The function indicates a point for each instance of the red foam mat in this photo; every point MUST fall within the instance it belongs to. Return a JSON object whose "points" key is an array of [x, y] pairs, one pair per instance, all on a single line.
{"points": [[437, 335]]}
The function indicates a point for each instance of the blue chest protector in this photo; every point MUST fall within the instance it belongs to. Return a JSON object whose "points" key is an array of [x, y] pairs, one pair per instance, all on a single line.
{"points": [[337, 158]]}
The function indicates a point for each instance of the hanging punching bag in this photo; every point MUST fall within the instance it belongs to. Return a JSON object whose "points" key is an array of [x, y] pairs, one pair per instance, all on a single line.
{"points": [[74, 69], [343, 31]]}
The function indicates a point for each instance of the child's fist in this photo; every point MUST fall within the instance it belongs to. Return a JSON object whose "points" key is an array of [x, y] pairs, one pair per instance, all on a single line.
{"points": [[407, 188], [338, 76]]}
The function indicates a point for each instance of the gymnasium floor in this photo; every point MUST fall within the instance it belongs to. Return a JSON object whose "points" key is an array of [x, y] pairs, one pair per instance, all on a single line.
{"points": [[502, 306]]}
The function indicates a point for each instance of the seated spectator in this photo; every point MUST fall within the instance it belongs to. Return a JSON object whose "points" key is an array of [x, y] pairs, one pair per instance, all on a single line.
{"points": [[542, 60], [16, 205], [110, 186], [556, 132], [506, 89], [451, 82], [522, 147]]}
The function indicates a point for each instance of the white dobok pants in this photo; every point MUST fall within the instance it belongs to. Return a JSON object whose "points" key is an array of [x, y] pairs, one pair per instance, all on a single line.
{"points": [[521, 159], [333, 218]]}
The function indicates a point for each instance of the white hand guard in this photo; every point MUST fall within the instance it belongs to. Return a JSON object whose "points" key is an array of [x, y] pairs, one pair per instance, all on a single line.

##########

Your goal: Reproduce the material in full, with no word added or dropped.

Output below:
The function indicates a point for each instance of the red foam mat in this photo; every point MUST fall within the instance it belongs to. Return a JSON object whose "points" key is an array of [x, y] pairs, one pair per instance, all on a single line.
{"points": [[437, 335]]}
The function indicates a point for each instance of the blue chest protector in this photo; every point MUST fall within the instance it belongs to. Return a JSON object whose "points" key is an array of [x, y] pairs, one pair per instance, all on a single line.
{"points": [[337, 158]]}
The function indicates a point for each instance of the hanging punching bag in this photo; every point MUST fall within the instance it belongs to. Return a JSON object whose "points" key is an array of [x, y] pairs, one pair per instance, all on a single line.
{"points": [[74, 69], [343, 31]]}
The function indicates a point for each instance of the child's fist in this photo; every point MUST fall within the instance it belongs to. Return a JSON object whose "points" key is an array of [x, y] pairs, one pair per instance, all on a single line.
{"points": [[407, 188], [338, 76]]}
The function indicates a point for each instance of the gymnasium floor in this photo; every point MUST fall within the instance it belongs to. Return a JSON object whose "points" key is an array of [x, y] pairs, one pair per instance, all on a single line.
{"points": [[502, 306]]}
The function indicates a point for each instance of the seated spectator in this photo; every point MUST fall within the instance it belongs to. Return a JSON object whose "points" key is an array of [x, y] pairs, one pair per instance, all on a single line.
{"points": [[542, 60], [16, 205], [110, 186], [556, 132], [506, 89], [451, 82], [522, 147]]}
The function indicates a point for each instance of the white dobok pants in this photo; every point MUST fall within the instance it belongs to. Return a JSON object whose "points" key is an array of [x, y] pairs, one pair per instance, all on a single line.
{"points": [[521, 159], [333, 218]]}
The function indicates a point for each instance of the white hand guard in this photo; every point MUST fall within the instance it belongs to. Return a JSON object whose "points" key is an array of [x, y] pairs, one pair per instance, all on a single line.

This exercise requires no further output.